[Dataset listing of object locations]
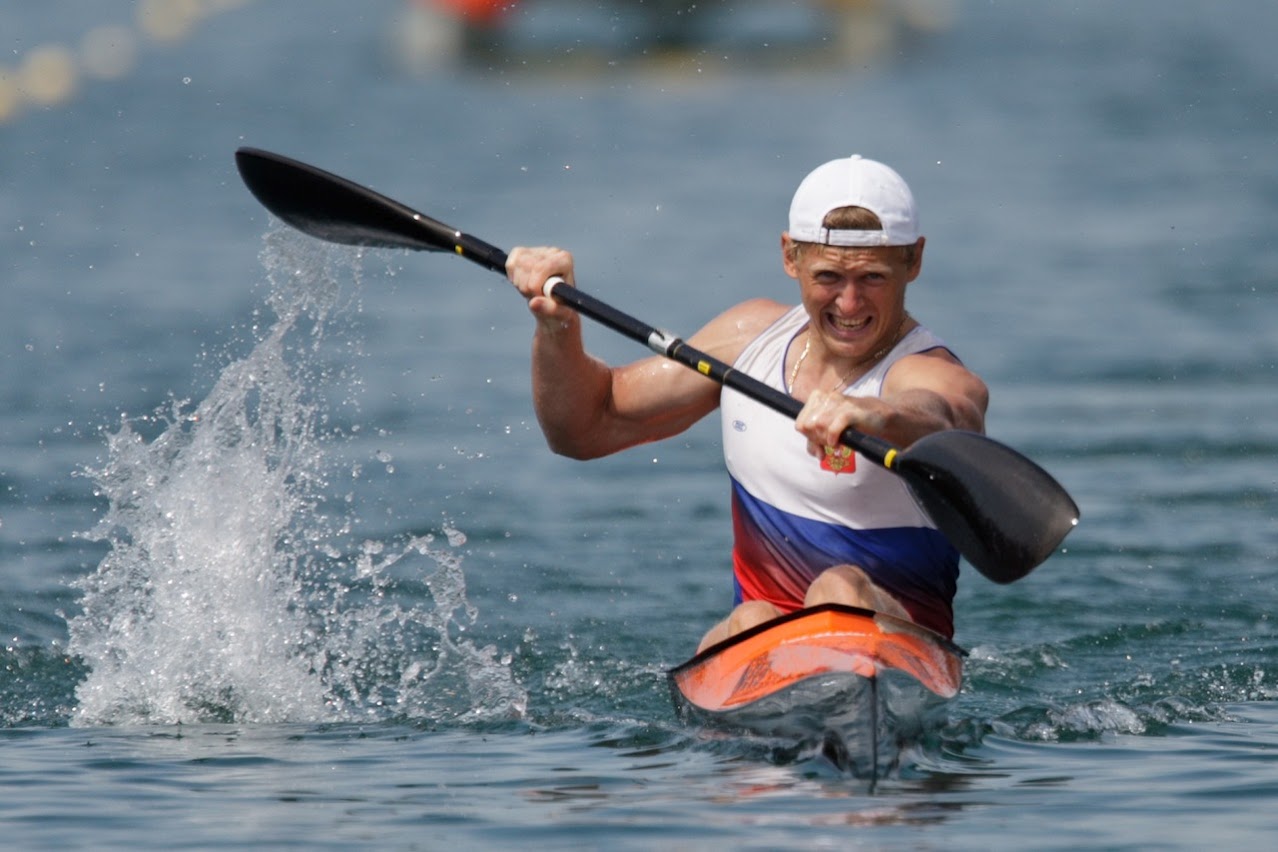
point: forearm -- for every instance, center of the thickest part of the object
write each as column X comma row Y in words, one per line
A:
column 571, row 390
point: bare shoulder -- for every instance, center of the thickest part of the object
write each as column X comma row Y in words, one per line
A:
column 939, row 373
column 727, row 334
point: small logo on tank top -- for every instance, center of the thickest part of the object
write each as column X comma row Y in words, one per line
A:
column 839, row 460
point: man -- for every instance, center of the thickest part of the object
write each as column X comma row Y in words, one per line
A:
column 812, row 524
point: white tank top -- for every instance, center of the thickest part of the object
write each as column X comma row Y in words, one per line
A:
column 794, row 515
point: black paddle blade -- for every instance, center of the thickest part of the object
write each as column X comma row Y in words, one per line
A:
column 336, row 210
column 1003, row 512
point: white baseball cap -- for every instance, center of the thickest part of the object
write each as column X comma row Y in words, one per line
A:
column 854, row 182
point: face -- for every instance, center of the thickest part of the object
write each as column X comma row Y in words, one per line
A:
column 855, row 296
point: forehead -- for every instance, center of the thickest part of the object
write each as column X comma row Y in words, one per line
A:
column 814, row 256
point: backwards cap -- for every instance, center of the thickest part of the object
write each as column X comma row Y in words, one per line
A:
column 854, row 182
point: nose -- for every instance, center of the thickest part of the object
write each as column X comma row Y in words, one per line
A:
column 849, row 299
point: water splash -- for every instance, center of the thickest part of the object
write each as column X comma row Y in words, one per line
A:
column 230, row 590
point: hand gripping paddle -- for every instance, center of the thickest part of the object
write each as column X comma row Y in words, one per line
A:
column 1003, row 512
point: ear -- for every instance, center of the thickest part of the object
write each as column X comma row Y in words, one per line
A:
column 916, row 267
column 789, row 253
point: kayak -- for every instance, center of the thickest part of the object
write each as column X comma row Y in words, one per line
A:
column 854, row 684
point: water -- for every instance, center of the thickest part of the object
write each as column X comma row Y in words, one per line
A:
column 285, row 560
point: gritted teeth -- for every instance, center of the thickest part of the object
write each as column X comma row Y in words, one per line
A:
column 850, row 325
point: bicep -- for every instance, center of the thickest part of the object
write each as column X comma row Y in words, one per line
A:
column 658, row 397
column 937, row 383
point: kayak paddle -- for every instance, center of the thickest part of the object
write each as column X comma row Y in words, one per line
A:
column 1003, row 512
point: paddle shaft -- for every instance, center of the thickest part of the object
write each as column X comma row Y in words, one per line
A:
column 671, row 346
column 1000, row 510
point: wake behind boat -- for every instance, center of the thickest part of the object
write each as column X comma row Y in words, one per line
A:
column 851, row 682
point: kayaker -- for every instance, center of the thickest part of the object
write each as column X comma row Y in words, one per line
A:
column 810, row 524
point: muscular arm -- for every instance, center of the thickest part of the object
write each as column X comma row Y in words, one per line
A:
column 588, row 409
column 922, row 394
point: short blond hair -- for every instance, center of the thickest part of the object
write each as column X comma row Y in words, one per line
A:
column 854, row 219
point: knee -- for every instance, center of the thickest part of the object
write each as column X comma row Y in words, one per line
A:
column 845, row 584
column 750, row 615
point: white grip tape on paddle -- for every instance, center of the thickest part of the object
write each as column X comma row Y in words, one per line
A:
column 662, row 341
column 550, row 285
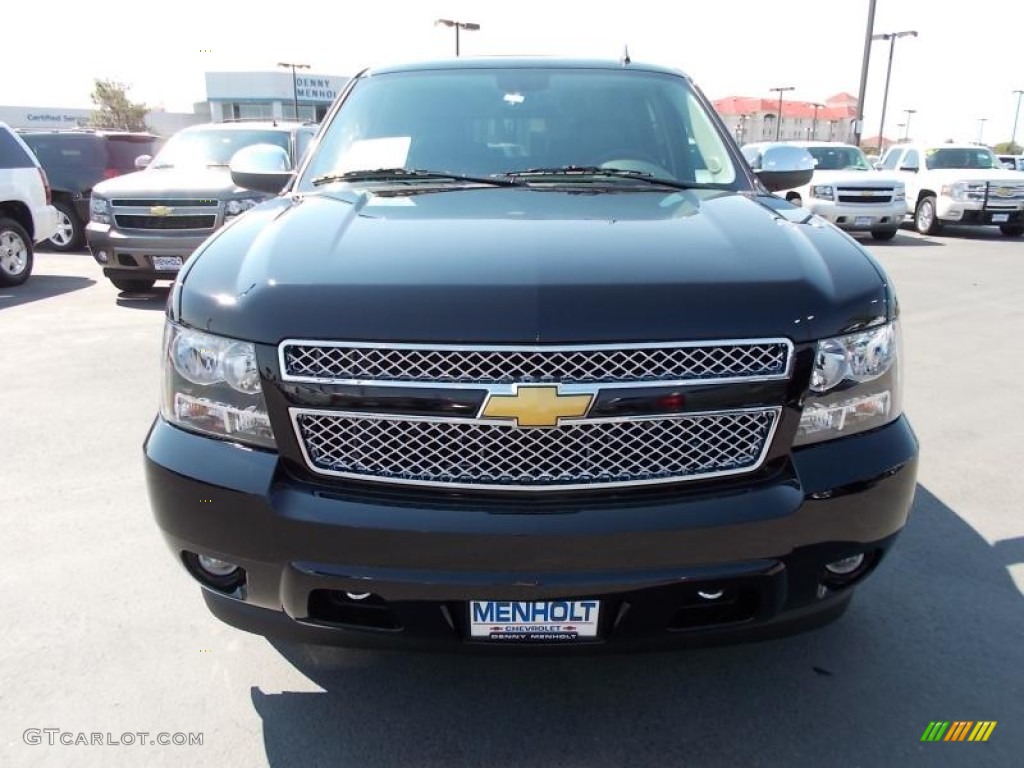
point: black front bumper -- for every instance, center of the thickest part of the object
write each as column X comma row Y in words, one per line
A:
column 303, row 546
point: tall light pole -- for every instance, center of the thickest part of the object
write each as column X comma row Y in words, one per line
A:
column 814, row 125
column 295, row 84
column 891, row 37
column 468, row 26
column 906, row 136
column 858, row 122
column 778, row 122
column 1017, row 114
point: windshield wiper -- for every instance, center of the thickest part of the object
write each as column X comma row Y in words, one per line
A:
column 411, row 174
column 591, row 170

- [Job] Reproduce every line of the listing above verbatim, leaving out the pictures.

- [Written solution]
point: forearm -- for every instance, center of the thickest part of the object
write each as column X comma row Y in words, one per line
A:
column 571, row 390
point: bare shoulder -- for every instance, center of the thickest part of the object
write each as column X comma row Y in words, one per line
A:
column 939, row 373
column 727, row 334
point: small logo on tank top -- for every instance, center of the thickest part of the object
write each as column X comma row Y in words, one per line
A:
column 839, row 460
point: man -- for every instance, center of the thickest part of the object
write each as column X comma row Y in words, one per line
A:
column 812, row 524
point: white tank top -- for every instance, center of the thickest part of the object
write each as column X comma row Y in words, one per line
A:
column 794, row 515
point: black paddle blade -- for every instance, center of the thickest part of the object
write each as column X comma row Y in words, one per line
A:
column 336, row 210
column 1003, row 512
point: white baseball cap -- for every instance, center of the thickest part of the object
write each as column X comma row Y in words, one per line
A:
column 854, row 182
point: face -- for every instance, center of the thickest part of the object
write each as column X comma row Y in words, one per line
A:
column 855, row 296
point: forehead -- for every instance, center of the thickest part of the object
write each as column X comma row Y in words, one per line
A:
column 814, row 256
point: backwards cap -- for every instance, center of the thickest part of the object
write each as column X comma row Y in words, one per line
A:
column 854, row 182
point: nose -- for every instance, center of the thickest part of the object
write each as column X comma row Y in words, one per line
A:
column 849, row 299
point: water splash -- for every instance, center of the thickest part of the object
write each as column X comma row Y in words, one per line
A:
column 230, row 590
point: hand gripping paddle -- for every instance, center of the thickest part of the object
write each as column X comma row Y in words, one per line
A:
column 1003, row 512
point: ear -- for every instance, center of the thickest part of the object
write each as column X comma row Y in words, one per line
A:
column 916, row 267
column 789, row 253
point: kayak -- for every instance, center of the thickest part of the object
write each as column X comma row Y in words, one per line
A:
column 854, row 684
point: water -- for every instance, center of the thickest part of the object
write each as column X comma row Y in words, one per line
A:
column 285, row 560
point: gritted teeth -- for every instance, center of the thickest part of the object
write each as column X comma row Y in words, one per line
A:
column 850, row 325
point: bicep -- for every instance, center of the thickest part of the object
write each as column X comma row Y in words, one per line
A:
column 658, row 397
column 937, row 383
point: kayak paddle -- for every instance, center of the thickest part of the object
write each as column X comma row Y in words, one per line
A:
column 1003, row 512
point: paddle shaft -- for every instance, center of the thickest part of the object
write each as column X comma row Y in words, one per line
A:
column 671, row 346
column 1000, row 510
point: wake behind boat -- for every instance, center of the thickest part of the object
write each as column X comma row Y in words, one per line
A:
column 851, row 682
point: kayaker -- for every instance, center of the thickest part of the object
write each as column X comma row Y in words, one per line
A:
column 810, row 524
point: muscular arm -- for every instance, center of the thickest part of the object
write each as column X comma row Y in words, one per line
A:
column 588, row 409
column 922, row 394
point: short blond hair -- for every instance, center of the thickest part of the object
write each as column X comma row Y in words, one per line
A:
column 854, row 219
point: knee -- for every instance, center of the thickest part of the object
write each as column X comma row Y in words, one per line
A:
column 845, row 584
column 750, row 615
point: white grip tape on paddle -- for every instance, center of the thickest part of the object
write each as column X comma row Y in words, one per line
A:
column 662, row 341
column 550, row 285
point: black front bumper -- for every instance, center of the thickest part of the object
write each as column X comma row Y in words, one per line
A:
column 303, row 546
point: tall light pole -- for every instance, center of the thickest part of the object
write each as column X comma row Y in words, one per line
A:
column 814, row 125
column 295, row 84
column 891, row 37
column 468, row 26
column 906, row 136
column 858, row 122
column 778, row 122
column 1017, row 114
point: windshield wiper -- for every instance, center of the thickest part of the object
write each as column X comma row Y in words, one per line
A:
column 411, row 174
column 591, row 170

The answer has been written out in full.